--- Start of Source excerpt ---
Mike Cahill & Brit Marling Explore Another Earth

It was at Georgetown University where Brit Marling, Mike Cahill and Zal Batmanglij met. Marling and Cahill were studying economics; Batmanglij archeology. But all three were drawn to the performing arts, with Brit eventually taking on theater arts as a second major and the men exploring different aspects of filmmaking.

Flash forward about ten years. After several short films, an acclaimed documentary (Boxers and Ballerinas) and work for National Geographic Films, the trio has two films on their way to theaters, both distributed by Fox Searchlight, home to such successful indies as Slumdog Millionaire and Juno.

Down the road in the fall will be Sound of My Voice, directed and co-written by Batmanglij, and starring (and co-written by) Marling as an alleged time traveler who starts a cult in Los Angeles’ San Fernando Valley that attracts the attention of two documentary filmmakers.
--- End of Source excerpt ---
Problems>
(1) Answer these from the Marling and Cahill article:
(a) What subject were Marling and Cahill studying at Georgetown?
(b) Which company is distributing both of the trio's films?
(c) Who directed Sound of My Voice?
(2) From the Marling and Cahill article, reproduce the stretch from "Mike Cahill &" through "aspects of filmmaking." word for word.
(3) Resume the Marling and Cahill article after its last sentence and keep writing.
--- Start of Recorded information ---
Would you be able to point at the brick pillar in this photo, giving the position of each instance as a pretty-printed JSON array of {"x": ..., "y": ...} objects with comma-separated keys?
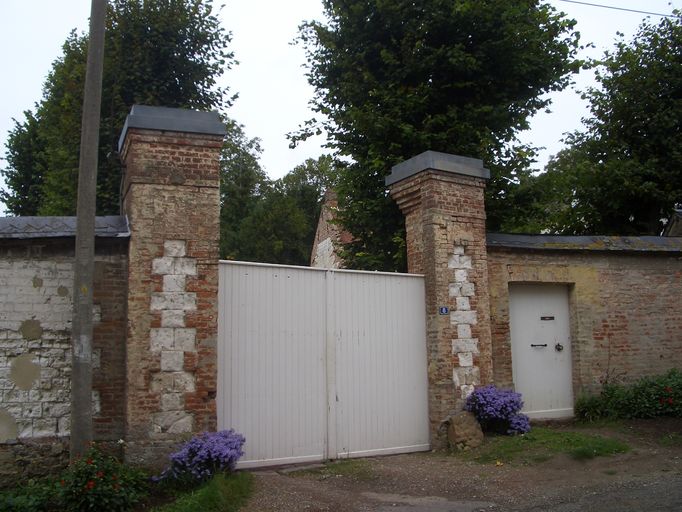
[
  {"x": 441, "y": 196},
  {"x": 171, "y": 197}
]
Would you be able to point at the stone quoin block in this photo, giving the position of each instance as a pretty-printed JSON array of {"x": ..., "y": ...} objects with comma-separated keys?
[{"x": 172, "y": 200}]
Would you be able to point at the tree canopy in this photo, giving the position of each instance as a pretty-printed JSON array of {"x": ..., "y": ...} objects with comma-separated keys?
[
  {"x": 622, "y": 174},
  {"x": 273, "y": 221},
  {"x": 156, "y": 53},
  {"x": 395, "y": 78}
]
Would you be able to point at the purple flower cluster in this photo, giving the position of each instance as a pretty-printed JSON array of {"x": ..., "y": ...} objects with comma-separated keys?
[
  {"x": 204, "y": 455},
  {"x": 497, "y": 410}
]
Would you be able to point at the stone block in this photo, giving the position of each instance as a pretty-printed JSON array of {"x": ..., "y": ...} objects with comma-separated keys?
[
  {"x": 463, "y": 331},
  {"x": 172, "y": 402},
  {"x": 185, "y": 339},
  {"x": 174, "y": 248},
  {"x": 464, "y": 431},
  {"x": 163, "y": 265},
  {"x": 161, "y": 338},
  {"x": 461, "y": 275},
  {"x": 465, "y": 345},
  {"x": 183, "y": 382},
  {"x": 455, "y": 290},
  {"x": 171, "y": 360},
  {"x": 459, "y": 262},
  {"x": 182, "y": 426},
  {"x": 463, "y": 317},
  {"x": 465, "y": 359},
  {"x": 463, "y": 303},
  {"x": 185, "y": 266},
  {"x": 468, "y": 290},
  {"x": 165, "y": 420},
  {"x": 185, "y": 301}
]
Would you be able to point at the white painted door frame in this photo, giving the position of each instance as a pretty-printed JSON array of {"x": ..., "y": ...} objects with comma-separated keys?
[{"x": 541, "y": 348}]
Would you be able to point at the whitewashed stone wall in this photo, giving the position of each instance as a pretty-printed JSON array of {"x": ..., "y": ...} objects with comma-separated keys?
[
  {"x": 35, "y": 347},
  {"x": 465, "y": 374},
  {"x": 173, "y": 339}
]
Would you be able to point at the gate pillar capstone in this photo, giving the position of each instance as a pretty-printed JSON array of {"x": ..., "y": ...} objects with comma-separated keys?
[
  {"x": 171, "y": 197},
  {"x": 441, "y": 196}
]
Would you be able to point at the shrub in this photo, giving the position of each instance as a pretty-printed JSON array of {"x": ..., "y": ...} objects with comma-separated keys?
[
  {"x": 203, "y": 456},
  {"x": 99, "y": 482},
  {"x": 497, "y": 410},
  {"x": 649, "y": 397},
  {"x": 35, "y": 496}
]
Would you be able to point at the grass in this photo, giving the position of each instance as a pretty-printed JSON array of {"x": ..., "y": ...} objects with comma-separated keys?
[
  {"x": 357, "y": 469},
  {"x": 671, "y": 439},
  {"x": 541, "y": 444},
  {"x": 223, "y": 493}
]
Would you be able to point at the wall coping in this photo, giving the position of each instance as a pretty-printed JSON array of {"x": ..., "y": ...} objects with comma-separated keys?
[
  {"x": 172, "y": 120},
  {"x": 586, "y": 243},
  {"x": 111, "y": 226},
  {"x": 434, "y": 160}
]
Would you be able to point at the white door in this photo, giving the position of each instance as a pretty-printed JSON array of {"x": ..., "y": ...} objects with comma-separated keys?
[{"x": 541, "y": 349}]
--- End of Recorded information ---
--- Start of Recorded information ---
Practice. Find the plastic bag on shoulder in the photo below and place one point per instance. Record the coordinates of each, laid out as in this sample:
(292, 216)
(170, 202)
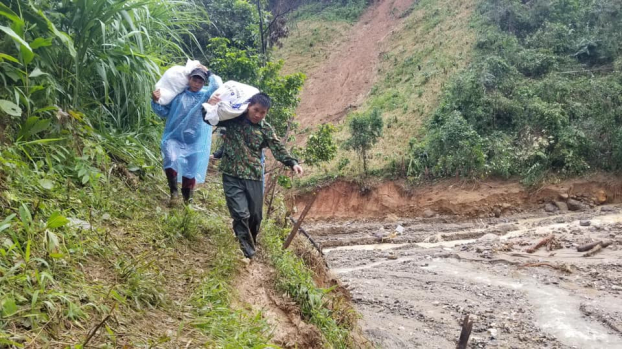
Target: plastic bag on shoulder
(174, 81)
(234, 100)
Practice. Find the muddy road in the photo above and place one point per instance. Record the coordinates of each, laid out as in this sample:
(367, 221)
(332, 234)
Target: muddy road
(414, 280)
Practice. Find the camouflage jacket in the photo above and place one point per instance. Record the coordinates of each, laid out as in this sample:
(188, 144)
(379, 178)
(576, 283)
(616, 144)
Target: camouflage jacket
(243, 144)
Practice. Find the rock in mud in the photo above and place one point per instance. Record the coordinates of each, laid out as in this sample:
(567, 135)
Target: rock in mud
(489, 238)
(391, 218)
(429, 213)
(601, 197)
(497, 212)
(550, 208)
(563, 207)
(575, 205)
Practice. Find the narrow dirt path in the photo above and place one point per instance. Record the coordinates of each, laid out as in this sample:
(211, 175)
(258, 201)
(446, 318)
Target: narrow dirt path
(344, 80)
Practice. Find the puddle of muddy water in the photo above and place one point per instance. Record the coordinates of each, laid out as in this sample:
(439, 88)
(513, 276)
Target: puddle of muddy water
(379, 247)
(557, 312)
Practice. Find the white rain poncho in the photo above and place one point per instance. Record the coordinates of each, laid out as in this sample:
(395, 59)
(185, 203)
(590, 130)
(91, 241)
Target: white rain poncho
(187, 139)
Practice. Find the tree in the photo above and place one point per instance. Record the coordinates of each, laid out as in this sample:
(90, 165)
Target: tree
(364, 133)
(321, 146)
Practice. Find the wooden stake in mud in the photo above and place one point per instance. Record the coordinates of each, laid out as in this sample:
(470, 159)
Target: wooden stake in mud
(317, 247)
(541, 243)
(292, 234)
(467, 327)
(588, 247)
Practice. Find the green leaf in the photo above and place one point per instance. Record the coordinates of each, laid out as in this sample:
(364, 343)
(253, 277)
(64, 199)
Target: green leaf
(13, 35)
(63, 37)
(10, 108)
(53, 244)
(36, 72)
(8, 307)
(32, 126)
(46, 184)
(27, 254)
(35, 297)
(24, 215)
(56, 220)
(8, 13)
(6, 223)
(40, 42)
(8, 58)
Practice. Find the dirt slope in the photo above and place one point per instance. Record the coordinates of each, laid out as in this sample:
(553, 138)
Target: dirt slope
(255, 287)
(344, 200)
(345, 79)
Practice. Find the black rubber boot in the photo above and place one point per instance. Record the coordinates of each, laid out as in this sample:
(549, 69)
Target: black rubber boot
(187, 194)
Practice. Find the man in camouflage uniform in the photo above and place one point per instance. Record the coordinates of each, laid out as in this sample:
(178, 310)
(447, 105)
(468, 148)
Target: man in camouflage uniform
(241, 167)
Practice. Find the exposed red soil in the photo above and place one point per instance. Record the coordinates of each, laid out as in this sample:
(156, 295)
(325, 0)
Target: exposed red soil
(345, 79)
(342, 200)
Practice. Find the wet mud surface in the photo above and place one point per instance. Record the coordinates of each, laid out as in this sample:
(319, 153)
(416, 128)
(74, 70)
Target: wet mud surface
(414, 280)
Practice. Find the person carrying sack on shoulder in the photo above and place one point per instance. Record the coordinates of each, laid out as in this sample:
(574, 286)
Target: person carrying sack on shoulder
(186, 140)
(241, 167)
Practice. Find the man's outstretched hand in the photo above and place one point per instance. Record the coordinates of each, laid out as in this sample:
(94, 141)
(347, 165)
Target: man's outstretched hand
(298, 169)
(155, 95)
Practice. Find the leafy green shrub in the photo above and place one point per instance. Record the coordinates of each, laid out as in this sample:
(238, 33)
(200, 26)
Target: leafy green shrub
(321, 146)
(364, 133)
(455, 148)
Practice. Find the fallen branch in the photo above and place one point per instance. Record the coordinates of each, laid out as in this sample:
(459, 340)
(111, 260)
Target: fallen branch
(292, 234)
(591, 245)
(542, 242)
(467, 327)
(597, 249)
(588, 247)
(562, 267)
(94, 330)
--- End of Recorded information ---
Task answers>
(1)
(a) Economics
(b) Fox Searchlight
(c) Zal Batmanglij

(2)
Mike Cahill & Brit Marling Explore Another Earth

It was at Georgetown University where Brit Marling, Mike Cahill and Zal Batmanglij met. Marling and Cahill were studying economics; Batmanglij archeology. But all three were drawn to the performing arts, with Brit eventually taking on theater arts as a second major and the men exploring different aspects of filmmaking.

(3)
But first up is Another Earth, directed and co-written by Cahill and again starring (and co-written by) Marling who plays Rhoda Williams, a high school student involved in a tragic accident that occurs at the same time another planet—the spitting image of Earth—is  discovered in the solar system. The two events eventually align, as Rhoda attempts to change her life and that of John Burroughs (William Mapother), a composer and music professor whose life has been greatly impacted by the accident.

(To tell any more about this haunting film’s plot would require a SPOILER warning. While we tried to avoid giving any details away, the interviews here do allude to specifics that occur in Another Earth, so be forewarned.)

Cahill and Marling recently visited Philadelphia, where they fielded questions about their burgeoning careers, no doubt helped by the impressive sendoffs they received at the 2011 Sundance Film Festival, where both Another Earth and Sound of My Voice made major waves.

Cahill, now a Brooklyn resident, is an amiable fellow sporting a beard and long hair. He seemed genuinely jazzed about the attention his multi-layered feature film debut has received. He’s working on several future projects now, including a film on reincarnation.

MovieFanFare: Were you a fan of science-fiction films coming into Another Earth?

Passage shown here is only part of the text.